Supplied entries ->
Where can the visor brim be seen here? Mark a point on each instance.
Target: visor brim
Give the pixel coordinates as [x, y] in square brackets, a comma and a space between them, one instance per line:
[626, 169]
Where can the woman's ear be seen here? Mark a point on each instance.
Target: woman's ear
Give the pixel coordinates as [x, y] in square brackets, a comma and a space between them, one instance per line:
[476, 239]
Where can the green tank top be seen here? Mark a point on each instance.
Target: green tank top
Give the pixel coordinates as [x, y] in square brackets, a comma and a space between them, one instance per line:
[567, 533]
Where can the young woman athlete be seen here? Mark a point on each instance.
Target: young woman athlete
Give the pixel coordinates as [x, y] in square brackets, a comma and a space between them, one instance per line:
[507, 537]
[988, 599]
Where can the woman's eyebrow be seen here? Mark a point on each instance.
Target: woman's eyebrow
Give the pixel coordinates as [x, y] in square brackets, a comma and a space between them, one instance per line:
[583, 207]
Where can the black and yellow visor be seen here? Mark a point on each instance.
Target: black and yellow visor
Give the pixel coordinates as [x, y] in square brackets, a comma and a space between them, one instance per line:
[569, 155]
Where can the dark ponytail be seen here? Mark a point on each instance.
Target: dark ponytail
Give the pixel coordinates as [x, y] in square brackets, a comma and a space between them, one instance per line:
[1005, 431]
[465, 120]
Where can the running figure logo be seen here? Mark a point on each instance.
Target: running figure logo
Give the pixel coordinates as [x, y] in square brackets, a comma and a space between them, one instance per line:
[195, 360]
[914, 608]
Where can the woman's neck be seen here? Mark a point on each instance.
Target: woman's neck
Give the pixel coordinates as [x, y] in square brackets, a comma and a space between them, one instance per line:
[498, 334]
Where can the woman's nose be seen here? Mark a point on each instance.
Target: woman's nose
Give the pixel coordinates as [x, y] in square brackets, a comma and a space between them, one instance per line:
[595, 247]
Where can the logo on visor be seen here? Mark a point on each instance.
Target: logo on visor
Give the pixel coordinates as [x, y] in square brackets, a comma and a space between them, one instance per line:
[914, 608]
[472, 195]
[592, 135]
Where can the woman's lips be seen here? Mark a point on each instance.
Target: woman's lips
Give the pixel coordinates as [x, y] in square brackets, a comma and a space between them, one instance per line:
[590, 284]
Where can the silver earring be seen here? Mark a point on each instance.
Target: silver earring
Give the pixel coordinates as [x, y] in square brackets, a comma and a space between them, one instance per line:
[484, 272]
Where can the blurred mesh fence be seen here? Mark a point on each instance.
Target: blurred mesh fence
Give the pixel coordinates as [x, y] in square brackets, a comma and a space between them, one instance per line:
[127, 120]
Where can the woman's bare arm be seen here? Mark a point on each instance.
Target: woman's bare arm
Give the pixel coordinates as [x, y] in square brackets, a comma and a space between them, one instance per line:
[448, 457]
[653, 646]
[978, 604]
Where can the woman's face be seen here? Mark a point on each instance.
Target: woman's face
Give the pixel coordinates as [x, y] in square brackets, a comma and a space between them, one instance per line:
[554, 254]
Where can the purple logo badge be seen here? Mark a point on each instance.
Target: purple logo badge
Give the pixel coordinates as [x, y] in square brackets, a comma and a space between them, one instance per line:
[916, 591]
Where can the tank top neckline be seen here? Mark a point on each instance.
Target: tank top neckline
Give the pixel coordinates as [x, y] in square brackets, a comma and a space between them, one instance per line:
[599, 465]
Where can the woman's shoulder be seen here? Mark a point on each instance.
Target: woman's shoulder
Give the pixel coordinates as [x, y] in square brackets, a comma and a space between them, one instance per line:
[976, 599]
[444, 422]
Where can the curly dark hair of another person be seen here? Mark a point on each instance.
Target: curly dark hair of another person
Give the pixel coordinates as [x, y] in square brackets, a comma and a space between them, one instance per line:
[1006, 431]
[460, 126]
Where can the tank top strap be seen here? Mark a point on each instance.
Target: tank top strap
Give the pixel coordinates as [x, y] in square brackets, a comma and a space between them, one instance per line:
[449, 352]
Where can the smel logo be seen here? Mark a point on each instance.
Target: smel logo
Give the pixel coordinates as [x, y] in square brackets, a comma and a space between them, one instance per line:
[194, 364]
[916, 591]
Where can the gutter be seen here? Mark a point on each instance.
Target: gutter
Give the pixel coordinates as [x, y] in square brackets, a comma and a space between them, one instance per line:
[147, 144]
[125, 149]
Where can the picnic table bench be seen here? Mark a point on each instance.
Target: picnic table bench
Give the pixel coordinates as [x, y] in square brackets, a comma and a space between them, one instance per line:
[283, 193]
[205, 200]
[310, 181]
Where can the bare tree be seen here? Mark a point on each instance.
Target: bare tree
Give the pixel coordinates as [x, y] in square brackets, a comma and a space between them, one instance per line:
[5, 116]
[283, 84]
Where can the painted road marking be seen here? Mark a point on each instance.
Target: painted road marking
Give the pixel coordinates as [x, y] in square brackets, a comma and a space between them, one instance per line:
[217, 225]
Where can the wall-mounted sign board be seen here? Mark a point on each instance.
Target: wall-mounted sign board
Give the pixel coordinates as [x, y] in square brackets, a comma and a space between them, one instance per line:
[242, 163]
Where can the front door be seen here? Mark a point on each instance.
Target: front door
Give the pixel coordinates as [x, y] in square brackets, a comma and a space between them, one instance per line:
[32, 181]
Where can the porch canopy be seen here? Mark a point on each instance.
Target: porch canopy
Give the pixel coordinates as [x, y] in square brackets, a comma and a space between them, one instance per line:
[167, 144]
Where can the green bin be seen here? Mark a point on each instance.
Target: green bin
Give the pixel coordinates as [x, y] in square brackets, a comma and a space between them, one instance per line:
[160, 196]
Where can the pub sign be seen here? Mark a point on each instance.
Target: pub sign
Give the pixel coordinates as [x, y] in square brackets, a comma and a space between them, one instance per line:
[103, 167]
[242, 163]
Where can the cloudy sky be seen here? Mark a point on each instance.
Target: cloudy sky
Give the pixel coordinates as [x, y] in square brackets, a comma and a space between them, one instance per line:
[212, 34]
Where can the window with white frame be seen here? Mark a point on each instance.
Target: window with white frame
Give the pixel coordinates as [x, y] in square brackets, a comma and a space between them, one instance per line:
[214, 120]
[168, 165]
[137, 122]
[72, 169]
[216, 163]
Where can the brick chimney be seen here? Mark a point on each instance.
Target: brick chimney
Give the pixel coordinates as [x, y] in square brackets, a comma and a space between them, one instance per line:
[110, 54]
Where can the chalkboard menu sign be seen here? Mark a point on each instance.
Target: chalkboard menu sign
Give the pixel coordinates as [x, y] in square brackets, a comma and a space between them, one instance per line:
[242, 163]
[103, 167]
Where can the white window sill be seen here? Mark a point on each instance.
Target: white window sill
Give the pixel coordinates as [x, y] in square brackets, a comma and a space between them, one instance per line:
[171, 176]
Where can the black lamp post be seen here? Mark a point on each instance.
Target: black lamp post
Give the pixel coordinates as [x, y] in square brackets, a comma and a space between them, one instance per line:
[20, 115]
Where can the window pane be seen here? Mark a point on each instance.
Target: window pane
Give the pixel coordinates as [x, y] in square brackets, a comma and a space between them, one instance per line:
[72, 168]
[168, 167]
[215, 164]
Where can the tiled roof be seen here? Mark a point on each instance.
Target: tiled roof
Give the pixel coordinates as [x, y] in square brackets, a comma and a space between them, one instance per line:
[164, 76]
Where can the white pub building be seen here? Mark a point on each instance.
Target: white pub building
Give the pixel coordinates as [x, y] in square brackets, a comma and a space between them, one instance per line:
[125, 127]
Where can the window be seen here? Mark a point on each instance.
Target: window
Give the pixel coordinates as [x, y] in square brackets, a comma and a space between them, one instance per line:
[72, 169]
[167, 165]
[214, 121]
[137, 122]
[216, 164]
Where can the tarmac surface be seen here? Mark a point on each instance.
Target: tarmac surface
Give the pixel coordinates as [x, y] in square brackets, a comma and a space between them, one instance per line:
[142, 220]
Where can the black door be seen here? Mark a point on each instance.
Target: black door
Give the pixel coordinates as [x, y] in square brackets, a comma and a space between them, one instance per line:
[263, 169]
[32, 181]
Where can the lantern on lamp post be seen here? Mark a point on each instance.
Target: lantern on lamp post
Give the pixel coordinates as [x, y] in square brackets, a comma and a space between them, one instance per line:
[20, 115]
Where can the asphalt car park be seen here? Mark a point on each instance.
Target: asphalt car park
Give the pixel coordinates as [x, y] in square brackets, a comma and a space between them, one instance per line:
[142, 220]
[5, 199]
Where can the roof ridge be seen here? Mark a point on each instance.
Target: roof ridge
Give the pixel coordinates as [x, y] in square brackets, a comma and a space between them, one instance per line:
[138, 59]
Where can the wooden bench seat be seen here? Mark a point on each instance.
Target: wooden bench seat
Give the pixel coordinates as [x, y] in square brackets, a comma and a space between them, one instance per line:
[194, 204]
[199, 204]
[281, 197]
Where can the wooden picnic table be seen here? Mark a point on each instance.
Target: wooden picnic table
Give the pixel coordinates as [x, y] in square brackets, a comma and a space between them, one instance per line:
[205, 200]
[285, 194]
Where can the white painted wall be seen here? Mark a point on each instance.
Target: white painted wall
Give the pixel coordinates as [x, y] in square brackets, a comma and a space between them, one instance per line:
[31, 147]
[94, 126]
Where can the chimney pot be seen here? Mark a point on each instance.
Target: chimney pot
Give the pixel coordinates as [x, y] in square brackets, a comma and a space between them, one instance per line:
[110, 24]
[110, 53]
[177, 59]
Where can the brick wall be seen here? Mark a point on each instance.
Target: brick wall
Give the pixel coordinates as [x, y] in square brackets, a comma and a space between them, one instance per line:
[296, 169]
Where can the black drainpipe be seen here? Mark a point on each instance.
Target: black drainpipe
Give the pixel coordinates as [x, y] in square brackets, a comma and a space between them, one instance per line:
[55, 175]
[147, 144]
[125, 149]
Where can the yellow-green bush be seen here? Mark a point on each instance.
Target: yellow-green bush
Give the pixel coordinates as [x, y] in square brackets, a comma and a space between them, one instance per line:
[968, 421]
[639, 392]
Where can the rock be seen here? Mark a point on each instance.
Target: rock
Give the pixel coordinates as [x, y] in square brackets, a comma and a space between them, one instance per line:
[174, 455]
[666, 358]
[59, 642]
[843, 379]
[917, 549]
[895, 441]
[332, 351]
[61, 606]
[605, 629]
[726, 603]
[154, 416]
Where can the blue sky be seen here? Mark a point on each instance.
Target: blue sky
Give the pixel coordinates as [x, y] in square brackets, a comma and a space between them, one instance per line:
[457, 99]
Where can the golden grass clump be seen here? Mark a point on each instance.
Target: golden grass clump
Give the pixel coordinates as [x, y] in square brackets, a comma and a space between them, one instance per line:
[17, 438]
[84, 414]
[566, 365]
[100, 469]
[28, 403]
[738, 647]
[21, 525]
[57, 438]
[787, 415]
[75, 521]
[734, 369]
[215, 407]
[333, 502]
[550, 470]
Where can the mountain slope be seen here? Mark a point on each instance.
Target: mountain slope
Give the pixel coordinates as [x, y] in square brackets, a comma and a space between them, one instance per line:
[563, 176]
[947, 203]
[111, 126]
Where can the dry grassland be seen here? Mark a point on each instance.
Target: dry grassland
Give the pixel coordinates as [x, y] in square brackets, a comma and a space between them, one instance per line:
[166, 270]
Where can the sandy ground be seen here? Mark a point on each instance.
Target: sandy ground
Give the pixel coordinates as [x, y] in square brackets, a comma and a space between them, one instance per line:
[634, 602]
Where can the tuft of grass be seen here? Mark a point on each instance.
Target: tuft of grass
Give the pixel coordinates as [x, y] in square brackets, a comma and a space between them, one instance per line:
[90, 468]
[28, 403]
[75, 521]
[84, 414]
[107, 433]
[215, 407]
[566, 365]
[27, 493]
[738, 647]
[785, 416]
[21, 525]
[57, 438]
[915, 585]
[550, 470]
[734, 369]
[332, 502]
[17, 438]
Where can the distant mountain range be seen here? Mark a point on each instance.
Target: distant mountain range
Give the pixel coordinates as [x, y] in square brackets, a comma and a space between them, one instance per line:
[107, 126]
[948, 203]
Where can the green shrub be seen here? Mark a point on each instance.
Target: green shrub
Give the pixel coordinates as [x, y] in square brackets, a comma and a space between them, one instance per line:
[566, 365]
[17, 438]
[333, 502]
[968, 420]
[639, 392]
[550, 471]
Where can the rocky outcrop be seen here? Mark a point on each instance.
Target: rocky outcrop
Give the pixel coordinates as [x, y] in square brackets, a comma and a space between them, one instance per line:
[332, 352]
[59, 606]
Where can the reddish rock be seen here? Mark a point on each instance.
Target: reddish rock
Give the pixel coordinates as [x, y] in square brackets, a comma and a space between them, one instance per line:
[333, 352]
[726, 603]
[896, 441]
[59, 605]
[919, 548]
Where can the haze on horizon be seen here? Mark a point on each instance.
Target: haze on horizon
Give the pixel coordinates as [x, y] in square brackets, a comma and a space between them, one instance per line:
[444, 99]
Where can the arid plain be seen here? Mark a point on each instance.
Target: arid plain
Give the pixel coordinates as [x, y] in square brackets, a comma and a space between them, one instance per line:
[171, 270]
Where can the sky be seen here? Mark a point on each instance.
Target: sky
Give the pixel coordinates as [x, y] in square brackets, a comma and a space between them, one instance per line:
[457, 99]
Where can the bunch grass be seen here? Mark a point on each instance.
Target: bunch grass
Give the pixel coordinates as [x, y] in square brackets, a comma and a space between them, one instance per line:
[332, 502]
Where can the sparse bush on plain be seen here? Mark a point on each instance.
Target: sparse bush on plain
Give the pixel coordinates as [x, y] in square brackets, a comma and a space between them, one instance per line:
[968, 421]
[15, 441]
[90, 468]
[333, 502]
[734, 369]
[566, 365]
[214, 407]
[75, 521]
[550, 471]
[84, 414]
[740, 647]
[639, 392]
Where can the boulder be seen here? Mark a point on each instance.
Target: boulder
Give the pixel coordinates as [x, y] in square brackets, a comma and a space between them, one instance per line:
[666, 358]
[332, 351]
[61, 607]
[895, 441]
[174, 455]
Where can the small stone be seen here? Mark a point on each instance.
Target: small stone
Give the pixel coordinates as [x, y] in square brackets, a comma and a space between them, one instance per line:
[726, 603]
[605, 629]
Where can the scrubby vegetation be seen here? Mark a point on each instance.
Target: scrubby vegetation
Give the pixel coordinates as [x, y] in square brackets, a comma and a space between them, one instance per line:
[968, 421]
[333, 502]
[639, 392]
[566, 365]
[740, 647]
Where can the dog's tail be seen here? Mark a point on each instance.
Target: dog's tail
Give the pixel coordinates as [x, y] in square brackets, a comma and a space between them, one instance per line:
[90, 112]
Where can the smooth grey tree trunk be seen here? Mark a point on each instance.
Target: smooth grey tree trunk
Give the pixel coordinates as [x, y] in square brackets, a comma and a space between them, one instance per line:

Task statement -> Your answer should be one number: how many lines in the material hold the string "haze".

The answer -> 2